下の資料から「road」という語を含む行をすべて見つけ、各行を一字も変えずに書き写すこと。

» 課題用の資料
=====

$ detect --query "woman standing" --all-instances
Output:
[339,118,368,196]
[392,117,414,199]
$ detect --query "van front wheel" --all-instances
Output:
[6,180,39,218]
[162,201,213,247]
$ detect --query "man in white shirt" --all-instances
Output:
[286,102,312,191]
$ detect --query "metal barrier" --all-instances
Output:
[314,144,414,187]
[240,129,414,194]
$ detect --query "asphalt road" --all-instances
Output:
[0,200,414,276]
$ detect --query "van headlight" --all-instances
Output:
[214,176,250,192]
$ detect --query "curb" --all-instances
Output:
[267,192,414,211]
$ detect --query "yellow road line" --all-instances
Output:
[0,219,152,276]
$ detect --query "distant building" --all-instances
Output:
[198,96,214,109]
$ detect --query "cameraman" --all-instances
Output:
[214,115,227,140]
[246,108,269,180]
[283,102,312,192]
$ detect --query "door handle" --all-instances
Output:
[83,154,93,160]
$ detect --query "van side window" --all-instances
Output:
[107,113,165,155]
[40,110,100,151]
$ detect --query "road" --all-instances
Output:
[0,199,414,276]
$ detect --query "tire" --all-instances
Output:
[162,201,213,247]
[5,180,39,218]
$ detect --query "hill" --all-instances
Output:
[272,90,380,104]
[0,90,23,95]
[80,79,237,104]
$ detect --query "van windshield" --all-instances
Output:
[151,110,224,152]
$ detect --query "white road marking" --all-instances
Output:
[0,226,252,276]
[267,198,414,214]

=====

» この課題の出力
$ detect --query "asphalt road" --all-instances
$ detect --query "yellow road line" --all-instances
$ detect --query "road" --all-instances
$ detect --query "white road marking" --all-instances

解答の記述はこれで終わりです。